• _Task item_
Your reply should be an exact copy of every entry, with the pictures removed.

Records drawn from a dataset:
=====

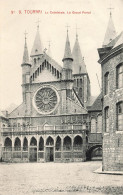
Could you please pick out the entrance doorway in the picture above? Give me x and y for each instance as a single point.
(49, 154)
(33, 154)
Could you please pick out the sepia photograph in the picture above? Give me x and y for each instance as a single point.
(61, 97)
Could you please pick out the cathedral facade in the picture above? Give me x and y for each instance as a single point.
(111, 60)
(53, 123)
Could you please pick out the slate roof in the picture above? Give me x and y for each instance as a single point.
(110, 32)
(37, 48)
(97, 105)
(78, 61)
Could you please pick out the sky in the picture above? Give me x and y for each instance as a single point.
(16, 17)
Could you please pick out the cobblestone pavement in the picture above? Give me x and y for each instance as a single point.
(57, 179)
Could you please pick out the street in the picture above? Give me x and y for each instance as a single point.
(57, 178)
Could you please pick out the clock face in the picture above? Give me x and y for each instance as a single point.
(46, 100)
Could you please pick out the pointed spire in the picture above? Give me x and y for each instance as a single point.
(67, 52)
(110, 32)
(49, 50)
(37, 46)
(78, 61)
(25, 54)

=====

• _Written response_
Could you please pick out the entrance doorway in the picture above? Give me x and y for each instance as a single point.
(49, 154)
(33, 154)
Could you please pick out the sepia photograph in the picture above? Give me x and y for each instance as a single point.
(61, 97)
Could you please pick out the cathedral facade in the picture above? Give me x and y for each instance as a single point.
(111, 60)
(53, 123)
Could you please pick out the slate roof in the picture above? Give me x and y for each instance as a single point.
(110, 32)
(37, 48)
(97, 105)
(78, 61)
Could you please pick out the sky in the picture above? Give me x and y for each instance as a single point.
(16, 17)
Could you please pick out the cobblestone pavement in the picture above? Give me x and y for each instance as a single point.
(57, 179)
Could you please pick out the street in the picture above? Give me x and y for each instance as a single point.
(57, 178)
Could you please pick out the clock face in the picture above? Give me x and y for each instance as a single point.
(46, 100)
Could you please pick out the pointed spire in the picture above? Give me x and y for each instance as a single point.
(67, 52)
(110, 32)
(49, 50)
(37, 46)
(78, 61)
(25, 54)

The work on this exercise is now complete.